> _OBJECTIVE 1_:
From the passage on essential oil notes in soap, extract the exact wording from "One of the questions" to "and base notes.".
> _OBJECTIVE 2_:
Extend the passage on blending essential oil notes for soap, beginning immediately after its final sentence.

One of the questions we get asked most when it comes to essential oils is how do you make them last in your soap? Some people will mention anchoring with clay or some other tricks. But honestly, the best thing you can do is create a well-rounded blend using top, middle and base notes.

Essential oils are categorized into different notes:

Top notes – Top notes are often the first thing that your nose picks up on. They are bright, sharp, moving and dancing aromas. Think peppermint and citrus – especially lemon. Top notes can sometimes be fleeing (highly volatile) from soap and can dissipate easily. You can certainly make a soap with top notes, but it is best if you add middle and base notes to anchor and round out the scent.

Middle notes – Middle notes round out and add complexity to a blend. They can help anchor more volatile top notes. Middle notes meld together your top and base notes; seemingly blending them into a pleasant aroma.

> _RECORD SET_:
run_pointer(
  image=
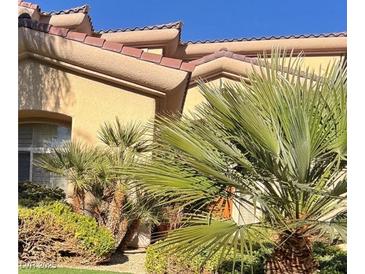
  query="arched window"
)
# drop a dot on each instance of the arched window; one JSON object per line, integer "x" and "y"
{"x": 34, "y": 139}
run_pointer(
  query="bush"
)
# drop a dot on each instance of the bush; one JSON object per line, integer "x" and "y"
{"x": 331, "y": 260}
{"x": 159, "y": 261}
{"x": 31, "y": 195}
{"x": 54, "y": 232}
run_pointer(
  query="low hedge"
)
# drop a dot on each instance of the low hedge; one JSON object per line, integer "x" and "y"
{"x": 54, "y": 232}
{"x": 159, "y": 260}
{"x": 31, "y": 194}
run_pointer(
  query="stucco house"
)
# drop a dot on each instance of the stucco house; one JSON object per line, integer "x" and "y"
{"x": 73, "y": 78}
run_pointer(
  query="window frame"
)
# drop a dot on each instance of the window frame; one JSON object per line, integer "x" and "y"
{"x": 39, "y": 150}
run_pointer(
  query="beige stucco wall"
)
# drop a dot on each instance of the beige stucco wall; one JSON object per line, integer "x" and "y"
{"x": 88, "y": 101}
{"x": 318, "y": 63}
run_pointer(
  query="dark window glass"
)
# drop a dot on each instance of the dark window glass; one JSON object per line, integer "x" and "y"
{"x": 23, "y": 165}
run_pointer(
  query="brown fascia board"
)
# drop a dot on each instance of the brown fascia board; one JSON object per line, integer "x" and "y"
{"x": 221, "y": 67}
{"x": 76, "y": 19}
{"x": 230, "y": 65}
{"x": 99, "y": 58}
{"x": 168, "y": 39}
{"x": 310, "y": 47}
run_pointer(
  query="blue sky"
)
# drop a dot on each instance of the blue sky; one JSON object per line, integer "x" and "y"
{"x": 213, "y": 19}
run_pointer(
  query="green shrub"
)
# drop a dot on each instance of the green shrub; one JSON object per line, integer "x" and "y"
{"x": 31, "y": 195}
{"x": 331, "y": 260}
{"x": 57, "y": 222}
{"x": 159, "y": 261}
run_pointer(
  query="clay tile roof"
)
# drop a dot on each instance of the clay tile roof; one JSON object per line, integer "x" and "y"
{"x": 28, "y": 5}
{"x": 102, "y": 44}
{"x": 225, "y": 53}
{"x": 81, "y": 9}
{"x": 173, "y": 25}
{"x": 321, "y": 35}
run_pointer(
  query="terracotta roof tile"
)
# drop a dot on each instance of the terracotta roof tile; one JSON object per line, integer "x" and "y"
{"x": 173, "y": 25}
{"x": 187, "y": 66}
{"x": 171, "y": 62}
{"x": 28, "y": 5}
{"x": 105, "y": 45}
{"x": 148, "y": 56}
{"x": 58, "y": 31}
{"x": 94, "y": 41}
{"x": 223, "y": 53}
{"x": 321, "y": 35}
{"x": 81, "y": 9}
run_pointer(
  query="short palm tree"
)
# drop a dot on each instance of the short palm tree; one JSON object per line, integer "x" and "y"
{"x": 89, "y": 169}
{"x": 275, "y": 147}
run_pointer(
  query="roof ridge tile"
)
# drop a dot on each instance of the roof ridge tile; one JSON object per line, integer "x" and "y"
{"x": 107, "y": 45}
{"x": 272, "y": 37}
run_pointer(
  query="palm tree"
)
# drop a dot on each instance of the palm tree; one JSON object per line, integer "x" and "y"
{"x": 89, "y": 170}
{"x": 77, "y": 162}
{"x": 276, "y": 147}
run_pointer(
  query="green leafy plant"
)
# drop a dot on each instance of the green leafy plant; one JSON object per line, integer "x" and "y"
{"x": 275, "y": 145}
{"x": 49, "y": 230}
{"x": 161, "y": 260}
{"x": 115, "y": 203}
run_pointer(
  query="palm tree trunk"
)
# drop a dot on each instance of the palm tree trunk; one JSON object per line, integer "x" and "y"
{"x": 292, "y": 256}
{"x": 116, "y": 223}
{"x": 132, "y": 229}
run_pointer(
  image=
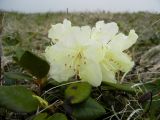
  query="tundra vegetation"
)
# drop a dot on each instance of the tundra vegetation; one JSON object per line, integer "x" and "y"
{"x": 29, "y": 91}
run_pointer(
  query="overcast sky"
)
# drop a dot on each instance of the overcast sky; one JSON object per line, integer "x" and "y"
{"x": 80, "y": 5}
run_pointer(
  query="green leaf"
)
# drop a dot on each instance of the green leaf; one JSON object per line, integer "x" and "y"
{"x": 17, "y": 98}
{"x": 154, "y": 87}
{"x": 34, "y": 64}
{"x": 45, "y": 116}
{"x": 17, "y": 76}
{"x": 57, "y": 116}
{"x": 88, "y": 110}
{"x": 78, "y": 92}
{"x": 41, "y": 116}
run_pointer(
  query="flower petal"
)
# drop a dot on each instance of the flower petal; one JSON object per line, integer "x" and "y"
{"x": 107, "y": 75}
{"x": 91, "y": 73}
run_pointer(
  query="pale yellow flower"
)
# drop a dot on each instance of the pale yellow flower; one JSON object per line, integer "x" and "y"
{"x": 95, "y": 55}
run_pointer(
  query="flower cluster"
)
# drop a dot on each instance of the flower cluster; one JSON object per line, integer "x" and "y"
{"x": 93, "y": 54}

> _OUTPUT 1_:
One of the questions we get asked most when it comes to essential oils is how do you make them last in your soap? Some people will mention anchoring with clay or some other tricks. But honestly, the best thing you can do is create a well-rounded blend using top, middle and base notes.

> _OUTPUT 2_:
Base notes – These are your strong, pungent, heavy, grounding and anchoring scents. They are usually the last to evaporate, so leave a lasting impression. 

When blending essential oils, try to include at least two of the note groups, if not all three in your blend.

Here are some common essential oils used in soap under each note category. Some essential oils can swing between categories depending on who you ask, so I’ve create two in-between categories.

Top Notes:

  • Peppermint, cornmint, spearmint: Refreshing, cooling and stimulating. These give soap a fresh and clean smell.
  • Lavender: Calming, relaxing and balancing.

Top-Middle Notes:

  • Litsea: Bright and uplifting. Has a citrus/lemony scent. Helps to anchor more fleeting citrus essential oils in blends.
  • Orange, lemon, grapefruit: Happy and uplifting. Can improve any mood. Choose folded citrus oils for better staying power in soap.
  • Lime, bergamot: Bright like other citrus oils, but also musky. Add depth and complexity to a blend.
  • Clary sage: Sweet and herbaceous, mood enhancing and balancing.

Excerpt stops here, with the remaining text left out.